'''

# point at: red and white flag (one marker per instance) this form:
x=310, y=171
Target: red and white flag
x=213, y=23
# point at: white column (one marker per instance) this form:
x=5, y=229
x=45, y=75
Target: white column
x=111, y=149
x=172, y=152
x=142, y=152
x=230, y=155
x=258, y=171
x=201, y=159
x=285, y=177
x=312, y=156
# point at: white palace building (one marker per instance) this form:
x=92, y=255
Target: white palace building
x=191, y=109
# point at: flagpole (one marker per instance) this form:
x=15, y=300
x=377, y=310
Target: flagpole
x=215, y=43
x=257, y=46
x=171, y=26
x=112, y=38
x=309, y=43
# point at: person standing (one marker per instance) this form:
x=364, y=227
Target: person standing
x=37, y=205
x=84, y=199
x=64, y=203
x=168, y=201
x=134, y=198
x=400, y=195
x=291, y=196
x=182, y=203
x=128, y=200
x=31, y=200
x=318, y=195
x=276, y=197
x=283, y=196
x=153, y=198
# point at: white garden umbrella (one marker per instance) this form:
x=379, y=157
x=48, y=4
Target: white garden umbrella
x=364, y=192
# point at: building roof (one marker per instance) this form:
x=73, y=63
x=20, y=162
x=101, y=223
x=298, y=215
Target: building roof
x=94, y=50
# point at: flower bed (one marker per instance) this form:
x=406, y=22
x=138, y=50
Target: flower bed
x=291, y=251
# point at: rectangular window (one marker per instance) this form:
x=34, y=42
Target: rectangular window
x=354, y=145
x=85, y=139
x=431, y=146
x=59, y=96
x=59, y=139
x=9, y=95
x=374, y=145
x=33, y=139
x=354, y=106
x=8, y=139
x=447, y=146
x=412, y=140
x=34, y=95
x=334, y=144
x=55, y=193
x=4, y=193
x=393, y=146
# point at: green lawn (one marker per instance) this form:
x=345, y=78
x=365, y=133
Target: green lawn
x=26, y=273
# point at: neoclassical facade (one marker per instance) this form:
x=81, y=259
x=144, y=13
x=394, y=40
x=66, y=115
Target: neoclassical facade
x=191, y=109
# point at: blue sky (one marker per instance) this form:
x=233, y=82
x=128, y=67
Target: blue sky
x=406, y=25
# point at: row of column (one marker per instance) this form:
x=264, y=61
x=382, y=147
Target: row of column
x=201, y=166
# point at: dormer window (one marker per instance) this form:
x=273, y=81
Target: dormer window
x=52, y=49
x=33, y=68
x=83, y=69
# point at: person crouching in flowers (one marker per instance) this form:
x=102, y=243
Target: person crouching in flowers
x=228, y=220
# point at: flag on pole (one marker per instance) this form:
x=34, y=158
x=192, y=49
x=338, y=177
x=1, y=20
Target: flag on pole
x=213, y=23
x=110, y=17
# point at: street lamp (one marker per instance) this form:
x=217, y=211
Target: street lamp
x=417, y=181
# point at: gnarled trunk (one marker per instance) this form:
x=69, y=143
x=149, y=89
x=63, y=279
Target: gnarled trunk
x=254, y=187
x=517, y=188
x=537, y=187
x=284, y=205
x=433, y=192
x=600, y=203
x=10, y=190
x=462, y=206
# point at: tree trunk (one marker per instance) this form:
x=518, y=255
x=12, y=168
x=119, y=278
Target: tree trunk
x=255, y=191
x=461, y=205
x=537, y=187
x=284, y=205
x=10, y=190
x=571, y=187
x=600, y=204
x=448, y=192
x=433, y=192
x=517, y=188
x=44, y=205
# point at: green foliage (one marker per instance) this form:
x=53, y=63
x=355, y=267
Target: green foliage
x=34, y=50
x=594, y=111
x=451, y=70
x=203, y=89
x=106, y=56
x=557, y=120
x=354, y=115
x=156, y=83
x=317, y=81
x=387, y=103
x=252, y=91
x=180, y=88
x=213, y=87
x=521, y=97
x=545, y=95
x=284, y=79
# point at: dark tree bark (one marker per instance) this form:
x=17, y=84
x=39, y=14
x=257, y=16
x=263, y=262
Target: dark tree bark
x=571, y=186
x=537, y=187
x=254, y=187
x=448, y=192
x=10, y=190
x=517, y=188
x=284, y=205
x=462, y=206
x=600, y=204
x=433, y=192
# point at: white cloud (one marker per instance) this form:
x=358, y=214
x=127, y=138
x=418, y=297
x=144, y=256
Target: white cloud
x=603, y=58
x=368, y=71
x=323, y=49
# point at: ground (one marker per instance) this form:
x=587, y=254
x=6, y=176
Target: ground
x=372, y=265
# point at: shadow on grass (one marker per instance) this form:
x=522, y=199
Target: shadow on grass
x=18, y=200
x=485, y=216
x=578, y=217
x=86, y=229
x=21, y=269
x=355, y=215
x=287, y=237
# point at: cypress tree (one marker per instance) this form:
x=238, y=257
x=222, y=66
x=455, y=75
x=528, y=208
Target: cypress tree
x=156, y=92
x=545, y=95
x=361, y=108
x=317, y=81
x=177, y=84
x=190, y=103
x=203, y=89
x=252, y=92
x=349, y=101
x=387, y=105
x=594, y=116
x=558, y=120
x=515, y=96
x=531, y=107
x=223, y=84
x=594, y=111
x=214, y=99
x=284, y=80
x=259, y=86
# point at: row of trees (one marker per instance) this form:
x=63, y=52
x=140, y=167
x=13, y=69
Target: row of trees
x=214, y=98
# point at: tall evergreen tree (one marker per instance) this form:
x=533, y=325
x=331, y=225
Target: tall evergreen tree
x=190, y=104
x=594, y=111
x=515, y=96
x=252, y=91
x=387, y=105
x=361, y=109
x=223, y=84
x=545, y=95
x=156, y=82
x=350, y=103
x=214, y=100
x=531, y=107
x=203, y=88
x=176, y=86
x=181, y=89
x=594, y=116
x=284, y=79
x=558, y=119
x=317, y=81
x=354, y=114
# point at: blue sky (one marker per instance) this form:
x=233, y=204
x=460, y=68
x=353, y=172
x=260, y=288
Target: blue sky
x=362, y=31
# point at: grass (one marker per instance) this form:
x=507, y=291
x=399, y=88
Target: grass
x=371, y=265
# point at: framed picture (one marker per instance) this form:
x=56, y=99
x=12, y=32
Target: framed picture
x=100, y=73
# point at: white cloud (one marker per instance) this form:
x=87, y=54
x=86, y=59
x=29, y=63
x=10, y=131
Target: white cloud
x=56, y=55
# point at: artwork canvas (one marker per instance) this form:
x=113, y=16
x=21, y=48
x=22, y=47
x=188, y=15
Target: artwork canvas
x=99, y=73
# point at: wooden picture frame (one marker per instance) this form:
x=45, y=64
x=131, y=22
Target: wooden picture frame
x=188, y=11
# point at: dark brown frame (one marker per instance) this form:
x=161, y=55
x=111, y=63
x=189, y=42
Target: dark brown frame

'''

_WHAT IS REQUIRED_
Everything above from the line containing "Target: rectangular window" down to the line containing "x=263, y=262" is to be transcribed exactly, with both of those lines included and nothing else added.

_EXERCISE RESPONSE_
Target: rectangular window
x=354, y=145
x=85, y=139
x=431, y=146
x=59, y=96
x=59, y=139
x=9, y=95
x=374, y=145
x=33, y=139
x=354, y=106
x=8, y=139
x=447, y=146
x=412, y=140
x=34, y=95
x=334, y=144
x=55, y=193
x=4, y=193
x=393, y=146
# point at: green lawn (one marker per instance) this form:
x=345, y=78
x=365, y=133
Target: green lawn
x=26, y=273
# point at: neoclassical facade (one marker per instance) this form:
x=81, y=259
x=144, y=13
x=394, y=40
x=66, y=115
Target: neoclassical facade
x=191, y=109
# point at: blue sky (one marker per instance) this form:
x=233, y=82
x=128, y=67
Target: blue sky
x=406, y=25
# point at: row of column (one marker per instance) this form:
x=264, y=61
x=382, y=147
Target: row of column
x=201, y=166
# point at: dormer window (one marker per instance) this form:
x=273, y=81
Target: dormer window
x=52, y=49
x=33, y=68
x=83, y=69
# point at: person crouching in flowers (one marker per instance) this form:
x=102, y=243
Target: person crouching in flowers
x=228, y=220
# point at: flag on pole (one marker per instance) this form:
x=34, y=158
x=192, y=49
x=338, y=177
x=1, y=20
Target: flag on pole
x=213, y=23
x=110, y=17
# point at: street lamp (one marker per instance) this form:
x=217, y=211
Target: street lamp
x=417, y=181
# point at: gnarled trunk (one marker per instance) this form:
x=69, y=143
x=149, y=89
x=63, y=279
Target: gnarled trunk
x=254, y=187
x=517, y=188
x=537, y=187
x=284, y=205
x=433, y=192
x=600, y=203
x=10, y=190
x=462, y=206
# point at: tree trunk (one marker per instance) this form:
x=518, y=255
x=12, y=168
x=119, y=278
Target: tree trunk
x=255, y=191
x=461, y=205
x=537, y=187
x=284, y=205
x=10, y=190
x=571, y=187
x=600, y=204
x=448, y=192
x=433, y=192
x=517, y=188
x=44, y=205
# point at: green foliage (one marker per instance) this form:
x=53, y=63
x=355, y=267
Target: green foliage
x=34, y=50
x=594, y=111
x=451, y=70
x=203, y=89
x=106, y=56
x=557, y=120
x=354, y=115
x=156, y=83
x=317, y=81
x=387, y=103
x=252, y=91
x=180, y=88
x=213, y=87
x=521, y=97
x=545, y=95
x=284, y=79
# point at: dark tree bark (one marker per instance) this form:
x=17, y=84
x=39, y=14
x=257, y=16
x=263, y=262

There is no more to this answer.